Work instruction -> All lines of the following material must be written out exactly as they appear.

Provided records ->
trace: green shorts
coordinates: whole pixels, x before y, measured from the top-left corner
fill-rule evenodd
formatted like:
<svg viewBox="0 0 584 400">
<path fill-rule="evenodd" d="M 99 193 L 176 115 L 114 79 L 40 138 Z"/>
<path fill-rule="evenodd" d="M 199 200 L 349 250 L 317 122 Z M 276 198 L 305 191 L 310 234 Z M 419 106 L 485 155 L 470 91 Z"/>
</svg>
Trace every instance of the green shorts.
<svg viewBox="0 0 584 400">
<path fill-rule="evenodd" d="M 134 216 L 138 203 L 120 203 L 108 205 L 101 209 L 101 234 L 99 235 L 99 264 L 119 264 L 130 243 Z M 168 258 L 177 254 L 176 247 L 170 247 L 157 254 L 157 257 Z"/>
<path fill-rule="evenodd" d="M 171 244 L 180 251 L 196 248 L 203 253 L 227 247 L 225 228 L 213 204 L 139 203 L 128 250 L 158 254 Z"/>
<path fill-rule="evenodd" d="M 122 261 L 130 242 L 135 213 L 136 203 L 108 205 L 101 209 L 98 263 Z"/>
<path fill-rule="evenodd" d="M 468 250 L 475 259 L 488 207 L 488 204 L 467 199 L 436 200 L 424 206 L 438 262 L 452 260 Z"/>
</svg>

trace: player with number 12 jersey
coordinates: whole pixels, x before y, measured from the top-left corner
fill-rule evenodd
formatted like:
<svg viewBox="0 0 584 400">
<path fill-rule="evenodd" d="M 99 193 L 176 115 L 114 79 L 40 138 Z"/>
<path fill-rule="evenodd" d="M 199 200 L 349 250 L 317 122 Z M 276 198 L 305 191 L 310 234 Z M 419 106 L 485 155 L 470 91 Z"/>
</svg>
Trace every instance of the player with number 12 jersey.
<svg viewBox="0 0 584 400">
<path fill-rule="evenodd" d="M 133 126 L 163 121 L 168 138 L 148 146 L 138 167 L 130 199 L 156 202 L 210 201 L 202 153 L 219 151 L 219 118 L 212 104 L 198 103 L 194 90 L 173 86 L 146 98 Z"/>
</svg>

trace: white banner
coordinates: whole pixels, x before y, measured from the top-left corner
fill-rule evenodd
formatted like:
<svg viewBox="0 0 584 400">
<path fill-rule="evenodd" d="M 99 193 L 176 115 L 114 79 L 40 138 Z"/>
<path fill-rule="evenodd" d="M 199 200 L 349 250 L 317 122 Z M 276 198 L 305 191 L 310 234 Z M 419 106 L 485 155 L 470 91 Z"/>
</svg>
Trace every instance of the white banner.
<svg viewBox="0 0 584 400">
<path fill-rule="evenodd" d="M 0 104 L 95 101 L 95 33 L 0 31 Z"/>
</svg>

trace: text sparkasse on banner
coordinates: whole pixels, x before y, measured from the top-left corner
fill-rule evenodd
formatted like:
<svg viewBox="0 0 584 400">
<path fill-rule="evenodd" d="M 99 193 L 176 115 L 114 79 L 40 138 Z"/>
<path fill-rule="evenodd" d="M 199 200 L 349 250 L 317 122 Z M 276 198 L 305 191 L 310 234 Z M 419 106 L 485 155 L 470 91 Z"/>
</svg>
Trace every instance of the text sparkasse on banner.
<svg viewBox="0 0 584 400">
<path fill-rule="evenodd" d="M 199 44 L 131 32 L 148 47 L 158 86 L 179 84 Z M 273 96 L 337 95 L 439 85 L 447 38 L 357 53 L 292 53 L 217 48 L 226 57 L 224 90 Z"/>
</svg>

Solved problem ->
trace: green shorts
coordinates: whole pixels, x before y, measured from the top-left corner
fill-rule evenodd
formatted like:
<svg viewBox="0 0 584 400">
<path fill-rule="evenodd" d="M 99 193 L 176 115 L 114 79 L 40 138 Z"/>
<path fill-rule="evenodd" d="M 199 200 L 349 250 L 317 122 Z M 276 198 L 305 191 L 310 234 Z M 419 106 L 485 155 L 470 91 Z"/>
</svg>
Trace every instance of the green shorts.
<svg viewBox="0 0 584 400">
<path fill-rule="evenodd" d="M 134 216 L 138 203 L 120 203 L 108 205 L 101 209 L 101 234 L 99 235 L 99 264 L 119 264 L 130 243 Z M 168 258 L 177 254 L 176 247 L 170 247 L 157 254 L 157 257 Z"/>
<path fill-rule="evenodd" d="M 171 244 L 180 251 L 196 248 L 203 253 L 227 247 L 225 228 L 213 204 L 139 203 L 128 250 L 158 254 Z"/>
<path fill-rule="evenodd" d="M 122 261 L 130 242 L 135 213 L 136 203 L 108 205 L 101 209 L 98 263 Z"/>
<path fill-rule="evenodd" d="M 468 250 L 475 259 L 488 207 L 488 204 L 467 199 L 436 200 L 424 206 L 438 262 L 452 260 Z"/>
</svg>

trace: player with number 12 jersey
coordinates: whole pixels, x before y, measured from the top-left corner
fill-rule evenodd
formatted like:
<svg viewBox="0 0 584 400">
<path fill-rule="evenodd" d="M 99 193 L 176 115 L 114 79 L 40 138 Z"/>
<path fill-rule="evenodd" d="M 199 200 L 349 250 L 317 122 Z M 276 198 L 305 191 L 310 234 Z M 419 106 L 485 155 L 470 91 Z"/>
</svg>
Trace every instance of the player with number 12 jersey.
<svg viewBox="0 0 584 400">
<path fill-rule="evenodd" d="M 133 126 L 163 121 L 168 138 L 148 146 L 138 167 L 130 199 L 156 202 L 210 201 L 202 153 L 219 151 L 219 118 L 212 104 L 198 103 L 194 90 L 173 86 L 146 98 Z"/>
</svg>

trace: white banner
coordinates: whole pixels, x before y, measured from the top-left corner
fill-rule evenodd
formatted like:
<svg viewBox="0 0 584 400">
<path fill-rule="evenodd" d="M 99 193 L 176 115 L 114 79 L 40 138 Z"/>
<path fill-rule="evenodd" d="M 199 200 L 349 250 L 317 122 Z M 276 198 L 305 191 L 310 234 Z M 419 106 L 485 155 L 470 91 Z"/>
</svg>
Trace every instance of the white banner.
<svg viewBox="0 0 584 400">
<path fill-rule="evenodd" d="M 0 104 L 95 101 L 95 33 L 0 31 Z"/>
</svg>

trace: text sparkasse on banner
coordinates: whole pixels, x before y, measured from the top-left corner
fill-rule evenodd
formatted like:
<svg viewBox="0 0 584 400">
<path fill-rule="evenodd" d="M 99 193 L 176 115 L 114 79 L 40 138 Z"/>
<path fill-rule="evenodd" d="M 199 200 L 349 250 L 317 122 Z M 276 198 L 305 191 L 310 234 Z M 419 106 L 485 155 L 470 91 Z"/>
</svg>
Trace every instance of the text sparkasse on banner.
<svg viewBox="0 0 584 400">
<path fill-rule="evenodd" d="M 199 44 L 131 32 L 148 47 L 158 86 L 179 84 Z M 273 96 L 337 95 L 439 85 L 447 38 L 357 53 L 292 53 L 217 48 L 226 57 L 224 90 Z"/>
</svg>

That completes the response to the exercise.